▸ **TEXT SEGMENT**:
Supporting the development of purpose and vision.
Established in 2003, our client offers credit cards for UK residents with a limited or uneven credit history, as well as a fixed rate bond service for savers. Our client has been highly successful at building a vibrant and growing customer base, with over 3 million credit card customers being accepted by December 2015. With its central functions based in London and operational activities located in Yorkshire and Kent, our client currently has around 1,400 employees. In the face of both the exit of several long-serving senior executives, and the integration of new members onto the Senior Leadership Team, our client needed support in developing a Purpose and Vision statement. The work that our client has done to develop a new, exciting and credible strategy has been strongly supported by the values work done by Primeast.
Primeast’s challenge was to support the development of a Purpose and Vision statement for the Senior Leadership Team (SLT), at a time when both several long-serving senior executives were leaving the business, and new members of the team needed to be integrated. Added to this, the CEO was a recent appointment himself, so Primeast was invited to facilitate a SLT workshop, in order to introduce the concepts of Purpose, Vision, Corporate Values and Culture to the team.

Stored data entries:
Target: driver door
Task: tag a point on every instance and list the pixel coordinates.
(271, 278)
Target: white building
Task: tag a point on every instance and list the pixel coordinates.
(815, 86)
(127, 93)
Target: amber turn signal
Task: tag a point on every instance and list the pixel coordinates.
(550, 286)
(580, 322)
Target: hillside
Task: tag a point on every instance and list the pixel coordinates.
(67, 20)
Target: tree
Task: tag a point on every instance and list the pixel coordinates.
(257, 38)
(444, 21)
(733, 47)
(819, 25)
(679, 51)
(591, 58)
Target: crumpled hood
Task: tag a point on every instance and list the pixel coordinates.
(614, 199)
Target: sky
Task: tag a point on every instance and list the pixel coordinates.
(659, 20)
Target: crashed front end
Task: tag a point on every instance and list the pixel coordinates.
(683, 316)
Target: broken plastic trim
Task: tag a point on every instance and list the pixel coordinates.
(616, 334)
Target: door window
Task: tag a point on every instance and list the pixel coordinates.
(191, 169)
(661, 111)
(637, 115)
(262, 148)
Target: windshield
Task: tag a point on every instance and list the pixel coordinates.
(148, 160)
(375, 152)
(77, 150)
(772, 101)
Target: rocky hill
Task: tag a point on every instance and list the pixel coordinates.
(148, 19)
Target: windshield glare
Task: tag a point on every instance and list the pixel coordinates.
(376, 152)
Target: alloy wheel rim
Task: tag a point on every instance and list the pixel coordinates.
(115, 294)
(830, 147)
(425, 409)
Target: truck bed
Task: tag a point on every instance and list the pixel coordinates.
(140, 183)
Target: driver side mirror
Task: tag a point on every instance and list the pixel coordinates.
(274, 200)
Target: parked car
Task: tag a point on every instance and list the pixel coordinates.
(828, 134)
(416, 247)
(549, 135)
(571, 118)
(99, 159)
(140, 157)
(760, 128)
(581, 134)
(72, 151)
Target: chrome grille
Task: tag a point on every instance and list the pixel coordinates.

▸ **EXERCISE AIM**:
Answer these questions about the purpose and vision text:
1. In what year was the client established?
2. Roughly how many employees does the client currently have?
3. What was Primeast invited to facilitate?

▸ **ANSWER SECTION**:
1. 2003
2. Around 1,400
3. A Senior Leadership Team (SLT) workshop